● **EXERCISE DESCRIPTION**
Find the line in the entries below that contains "Could you please locate the neighboring". Repeat it exactly, and every line after it through the line that contains "Could you please locate the red".

● **INFORMATION**
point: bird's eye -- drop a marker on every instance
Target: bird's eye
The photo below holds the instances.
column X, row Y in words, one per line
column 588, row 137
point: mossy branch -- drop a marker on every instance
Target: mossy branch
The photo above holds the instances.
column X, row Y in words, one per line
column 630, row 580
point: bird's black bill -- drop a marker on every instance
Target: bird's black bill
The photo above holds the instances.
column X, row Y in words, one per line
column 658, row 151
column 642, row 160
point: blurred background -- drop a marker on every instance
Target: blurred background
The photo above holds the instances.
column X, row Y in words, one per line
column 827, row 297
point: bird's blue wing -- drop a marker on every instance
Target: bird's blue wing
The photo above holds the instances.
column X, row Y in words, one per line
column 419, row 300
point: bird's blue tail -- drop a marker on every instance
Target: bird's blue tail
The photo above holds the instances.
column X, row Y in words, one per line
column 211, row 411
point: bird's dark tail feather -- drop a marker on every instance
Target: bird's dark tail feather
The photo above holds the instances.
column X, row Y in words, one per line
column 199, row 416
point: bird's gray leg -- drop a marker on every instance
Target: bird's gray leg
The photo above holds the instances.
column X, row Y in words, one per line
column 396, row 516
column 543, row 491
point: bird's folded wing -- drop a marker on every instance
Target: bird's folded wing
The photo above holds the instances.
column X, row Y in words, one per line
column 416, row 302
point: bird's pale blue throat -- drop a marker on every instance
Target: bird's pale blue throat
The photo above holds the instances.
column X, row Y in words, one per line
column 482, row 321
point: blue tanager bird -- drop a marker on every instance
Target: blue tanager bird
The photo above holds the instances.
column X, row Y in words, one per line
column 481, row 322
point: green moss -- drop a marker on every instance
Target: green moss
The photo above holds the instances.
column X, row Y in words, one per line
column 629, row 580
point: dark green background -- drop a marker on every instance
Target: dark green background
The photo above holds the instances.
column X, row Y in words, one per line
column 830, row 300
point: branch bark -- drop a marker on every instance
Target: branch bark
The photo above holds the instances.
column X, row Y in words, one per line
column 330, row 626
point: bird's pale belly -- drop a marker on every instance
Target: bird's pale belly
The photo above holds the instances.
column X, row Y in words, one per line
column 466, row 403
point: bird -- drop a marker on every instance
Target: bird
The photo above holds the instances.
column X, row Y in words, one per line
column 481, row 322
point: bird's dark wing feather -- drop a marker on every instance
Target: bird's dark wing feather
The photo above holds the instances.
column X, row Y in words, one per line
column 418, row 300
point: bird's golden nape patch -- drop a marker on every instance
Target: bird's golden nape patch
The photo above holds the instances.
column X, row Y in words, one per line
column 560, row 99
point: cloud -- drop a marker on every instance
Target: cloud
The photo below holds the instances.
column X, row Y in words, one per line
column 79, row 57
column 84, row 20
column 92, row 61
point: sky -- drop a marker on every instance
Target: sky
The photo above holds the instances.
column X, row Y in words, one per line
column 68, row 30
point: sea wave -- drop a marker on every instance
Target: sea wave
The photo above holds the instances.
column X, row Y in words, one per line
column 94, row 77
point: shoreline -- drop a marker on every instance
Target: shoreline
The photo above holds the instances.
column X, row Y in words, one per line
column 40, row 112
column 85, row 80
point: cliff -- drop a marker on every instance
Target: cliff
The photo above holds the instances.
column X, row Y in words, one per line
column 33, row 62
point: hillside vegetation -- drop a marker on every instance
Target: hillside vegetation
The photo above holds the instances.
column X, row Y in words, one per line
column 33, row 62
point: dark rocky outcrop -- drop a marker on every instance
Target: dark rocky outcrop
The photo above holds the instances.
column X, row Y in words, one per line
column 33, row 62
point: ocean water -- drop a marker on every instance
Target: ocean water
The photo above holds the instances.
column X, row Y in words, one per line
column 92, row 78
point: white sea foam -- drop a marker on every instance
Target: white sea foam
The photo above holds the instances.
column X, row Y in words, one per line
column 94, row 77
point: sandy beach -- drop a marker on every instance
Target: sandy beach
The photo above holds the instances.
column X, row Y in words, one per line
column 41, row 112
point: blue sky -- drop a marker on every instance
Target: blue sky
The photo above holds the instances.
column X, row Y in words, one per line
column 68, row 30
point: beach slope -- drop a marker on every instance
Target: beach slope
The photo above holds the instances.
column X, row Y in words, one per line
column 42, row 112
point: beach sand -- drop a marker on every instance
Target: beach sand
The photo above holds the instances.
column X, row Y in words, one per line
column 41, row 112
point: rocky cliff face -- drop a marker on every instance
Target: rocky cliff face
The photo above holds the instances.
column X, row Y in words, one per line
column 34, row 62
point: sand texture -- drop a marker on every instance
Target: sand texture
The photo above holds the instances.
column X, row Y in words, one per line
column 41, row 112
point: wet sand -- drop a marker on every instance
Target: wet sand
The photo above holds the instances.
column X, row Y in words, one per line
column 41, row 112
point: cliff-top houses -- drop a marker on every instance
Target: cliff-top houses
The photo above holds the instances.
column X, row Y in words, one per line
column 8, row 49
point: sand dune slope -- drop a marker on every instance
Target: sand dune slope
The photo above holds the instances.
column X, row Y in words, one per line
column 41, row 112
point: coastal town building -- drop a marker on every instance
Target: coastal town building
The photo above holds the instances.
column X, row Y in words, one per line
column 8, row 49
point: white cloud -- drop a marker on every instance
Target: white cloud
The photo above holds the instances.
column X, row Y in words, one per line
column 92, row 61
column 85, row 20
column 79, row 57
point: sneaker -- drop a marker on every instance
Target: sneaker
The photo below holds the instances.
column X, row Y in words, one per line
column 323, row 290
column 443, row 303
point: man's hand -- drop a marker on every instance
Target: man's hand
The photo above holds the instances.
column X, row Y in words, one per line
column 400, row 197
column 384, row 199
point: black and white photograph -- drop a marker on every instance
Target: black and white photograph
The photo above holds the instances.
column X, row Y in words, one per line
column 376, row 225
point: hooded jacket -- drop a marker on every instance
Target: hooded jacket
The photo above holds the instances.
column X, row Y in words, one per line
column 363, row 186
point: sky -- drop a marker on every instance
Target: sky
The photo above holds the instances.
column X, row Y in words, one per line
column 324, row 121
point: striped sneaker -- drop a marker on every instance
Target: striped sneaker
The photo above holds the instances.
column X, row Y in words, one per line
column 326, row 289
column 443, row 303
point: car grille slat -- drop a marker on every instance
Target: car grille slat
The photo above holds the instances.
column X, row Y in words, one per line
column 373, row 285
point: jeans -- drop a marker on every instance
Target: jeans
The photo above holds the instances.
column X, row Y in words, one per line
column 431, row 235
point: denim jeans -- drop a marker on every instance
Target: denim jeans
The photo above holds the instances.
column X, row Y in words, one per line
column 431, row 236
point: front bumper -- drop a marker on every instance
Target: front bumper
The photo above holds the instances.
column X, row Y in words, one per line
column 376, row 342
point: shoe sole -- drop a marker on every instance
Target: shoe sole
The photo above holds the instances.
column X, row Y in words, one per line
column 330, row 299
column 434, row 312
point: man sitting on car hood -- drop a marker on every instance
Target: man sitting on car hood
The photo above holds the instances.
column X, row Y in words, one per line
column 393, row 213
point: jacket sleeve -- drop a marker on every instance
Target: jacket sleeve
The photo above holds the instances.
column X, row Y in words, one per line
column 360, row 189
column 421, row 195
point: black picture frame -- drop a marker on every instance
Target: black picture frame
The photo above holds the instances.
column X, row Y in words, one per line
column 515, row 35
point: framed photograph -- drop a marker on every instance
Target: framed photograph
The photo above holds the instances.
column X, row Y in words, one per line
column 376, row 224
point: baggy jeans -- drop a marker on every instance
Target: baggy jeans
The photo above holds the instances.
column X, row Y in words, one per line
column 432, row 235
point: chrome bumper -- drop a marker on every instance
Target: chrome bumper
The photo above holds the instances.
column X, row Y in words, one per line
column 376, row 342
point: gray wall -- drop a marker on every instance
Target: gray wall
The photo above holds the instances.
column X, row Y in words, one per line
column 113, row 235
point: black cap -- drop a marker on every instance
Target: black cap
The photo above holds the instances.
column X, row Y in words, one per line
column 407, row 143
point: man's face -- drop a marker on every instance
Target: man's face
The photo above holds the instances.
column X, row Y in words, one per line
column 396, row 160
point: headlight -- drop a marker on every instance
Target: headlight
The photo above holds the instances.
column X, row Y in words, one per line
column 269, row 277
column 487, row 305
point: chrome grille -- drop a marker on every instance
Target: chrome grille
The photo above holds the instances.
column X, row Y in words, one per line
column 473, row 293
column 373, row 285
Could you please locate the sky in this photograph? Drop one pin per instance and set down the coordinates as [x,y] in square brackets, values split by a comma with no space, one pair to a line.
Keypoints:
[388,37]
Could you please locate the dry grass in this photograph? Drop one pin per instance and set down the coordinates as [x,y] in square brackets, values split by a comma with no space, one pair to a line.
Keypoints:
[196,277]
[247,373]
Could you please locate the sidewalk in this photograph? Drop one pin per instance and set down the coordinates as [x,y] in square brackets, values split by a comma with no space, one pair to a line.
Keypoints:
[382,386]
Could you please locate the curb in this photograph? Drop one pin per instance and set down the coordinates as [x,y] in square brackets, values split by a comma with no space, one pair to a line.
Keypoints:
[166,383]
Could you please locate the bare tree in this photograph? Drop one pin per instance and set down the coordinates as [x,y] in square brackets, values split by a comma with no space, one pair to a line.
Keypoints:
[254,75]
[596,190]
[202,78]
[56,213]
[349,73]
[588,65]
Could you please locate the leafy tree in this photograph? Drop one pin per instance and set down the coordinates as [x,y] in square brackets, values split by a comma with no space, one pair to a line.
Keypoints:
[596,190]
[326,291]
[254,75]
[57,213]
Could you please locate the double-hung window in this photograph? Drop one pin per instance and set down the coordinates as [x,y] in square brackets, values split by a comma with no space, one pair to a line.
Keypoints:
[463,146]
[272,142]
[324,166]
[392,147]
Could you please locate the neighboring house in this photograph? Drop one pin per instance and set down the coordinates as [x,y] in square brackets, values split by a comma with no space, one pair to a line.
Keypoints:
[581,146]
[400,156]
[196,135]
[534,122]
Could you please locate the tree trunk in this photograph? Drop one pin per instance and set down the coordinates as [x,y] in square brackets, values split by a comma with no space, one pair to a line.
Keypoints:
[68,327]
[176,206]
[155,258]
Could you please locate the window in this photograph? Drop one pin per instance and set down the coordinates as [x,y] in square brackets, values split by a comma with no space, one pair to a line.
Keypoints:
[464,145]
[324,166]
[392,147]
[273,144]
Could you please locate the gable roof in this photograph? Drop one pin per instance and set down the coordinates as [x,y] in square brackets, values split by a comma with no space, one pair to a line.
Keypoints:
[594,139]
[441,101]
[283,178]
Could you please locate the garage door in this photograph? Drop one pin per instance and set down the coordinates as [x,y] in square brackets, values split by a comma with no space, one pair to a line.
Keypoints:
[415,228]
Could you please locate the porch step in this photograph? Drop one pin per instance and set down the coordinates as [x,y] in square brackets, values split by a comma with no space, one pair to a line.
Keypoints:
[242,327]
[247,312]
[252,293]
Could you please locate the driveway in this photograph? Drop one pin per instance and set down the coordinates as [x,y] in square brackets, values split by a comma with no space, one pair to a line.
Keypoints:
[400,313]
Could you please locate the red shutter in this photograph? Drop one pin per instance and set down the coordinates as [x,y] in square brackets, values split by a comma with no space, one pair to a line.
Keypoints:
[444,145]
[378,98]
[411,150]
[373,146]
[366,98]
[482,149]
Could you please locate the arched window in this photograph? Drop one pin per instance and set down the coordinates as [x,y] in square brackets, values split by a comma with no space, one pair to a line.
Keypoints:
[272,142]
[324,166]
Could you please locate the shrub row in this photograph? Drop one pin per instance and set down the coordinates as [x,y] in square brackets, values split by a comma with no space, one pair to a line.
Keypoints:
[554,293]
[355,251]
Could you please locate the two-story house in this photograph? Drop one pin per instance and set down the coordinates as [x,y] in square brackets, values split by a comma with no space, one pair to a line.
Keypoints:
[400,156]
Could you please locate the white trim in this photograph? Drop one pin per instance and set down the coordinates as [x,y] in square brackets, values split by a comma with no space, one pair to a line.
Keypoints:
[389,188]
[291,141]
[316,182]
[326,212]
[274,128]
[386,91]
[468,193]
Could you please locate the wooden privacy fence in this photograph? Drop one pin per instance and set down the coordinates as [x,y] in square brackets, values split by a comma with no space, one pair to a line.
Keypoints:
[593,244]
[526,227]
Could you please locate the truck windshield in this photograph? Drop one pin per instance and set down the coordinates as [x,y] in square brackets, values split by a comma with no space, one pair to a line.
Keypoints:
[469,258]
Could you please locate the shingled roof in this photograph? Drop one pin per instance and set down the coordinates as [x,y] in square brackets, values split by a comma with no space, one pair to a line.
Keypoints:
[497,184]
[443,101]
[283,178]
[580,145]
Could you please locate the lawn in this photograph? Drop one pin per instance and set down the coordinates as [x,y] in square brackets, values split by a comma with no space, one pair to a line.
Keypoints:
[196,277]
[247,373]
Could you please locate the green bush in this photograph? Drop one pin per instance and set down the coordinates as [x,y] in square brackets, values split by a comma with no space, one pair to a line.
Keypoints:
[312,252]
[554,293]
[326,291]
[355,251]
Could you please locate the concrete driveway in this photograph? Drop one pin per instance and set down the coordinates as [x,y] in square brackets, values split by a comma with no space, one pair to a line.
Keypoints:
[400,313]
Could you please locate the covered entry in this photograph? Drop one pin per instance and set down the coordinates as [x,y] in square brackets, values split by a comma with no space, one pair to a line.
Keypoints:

● **EXERCISE OUTPUT**
Could you please locate the neighboring house in this photograph? Drop one pin per instance and set down the coordinates as [x,y] in square brackets, values split by a comma with no space, one pair to a line.
Keypoints:
[581,146]
[400,156]
[196,135]
[534,122]
Could you please locate the tree trunk in this photograph? Drop one pin per instance and set down the coordinates as [x,y] in square brackets, values split by a comma with no space, one pair to a line.
Keypoints:
[68,327]
[176,206]
[155,258]
Could you please locate the window in this photograph? Drop one pin per instance and set down the coordinates as [x,y] in square brackets, values split by a comma with no space, one pair to a line.
Keypoints:
[464,145]
[324,166]
[392,147]
[273,144]
Could you please locate the gable roof in this photograph? Drop one pin per instance and set down the coordinates as [x,y] in square brackets, values split by a comma with no space, one pair to a line.
Keypoints:
[594,139]
[441,101]
[283,178]
Could you please locate the garage door in this photograph? Drop one pin per instance and set down the coordinates as [x,y] in square brackets, values split by a comma with no space, one pair to a line.
Keypoints:
[415,228]
Could you please locate the porch step in this photograph? Drop one pin per instance and set down the coordinates as [x,y] in square brackets, values split by a comma with no space, one pair to a line.
Keypoints:
[242,327]
[247,312]
[252,293]
Could you please locate the driveway in this photograph? Drop one pin per instance and set down the coordinates as [x,y] in square brackets, values split by a comma with no space, one pair to a line.
Keypoints:
[400,313]
Could you please locate the red shutter in this photograph? Drop one pin per instance and set down the coordinates as [x,y] in square brackets, values split by a comma with no space, one pair to a line.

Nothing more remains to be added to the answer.